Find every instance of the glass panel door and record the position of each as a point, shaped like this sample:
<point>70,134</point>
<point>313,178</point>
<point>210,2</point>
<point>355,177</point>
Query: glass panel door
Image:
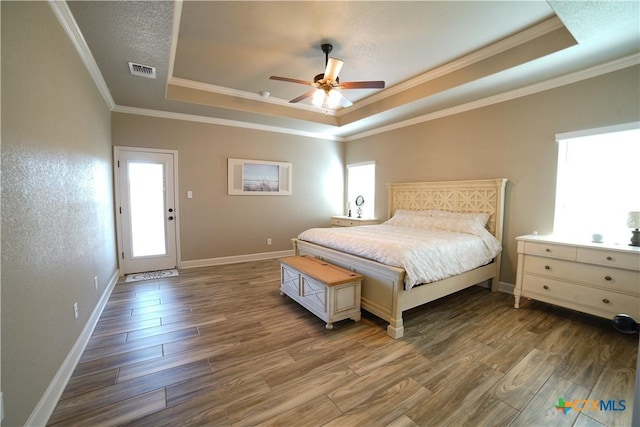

□ □ □ □ □

**Task description:**
Your task is to give again, unchanged, the lines from the line that contains "<point>313,178</point>" to the end of the records. Include both end lines but no pictures.

**Solution to this exercise:**
<point>313,178</point>
<point>210,2</point>
<point>355,177</point>
Query: glass panel door
Image:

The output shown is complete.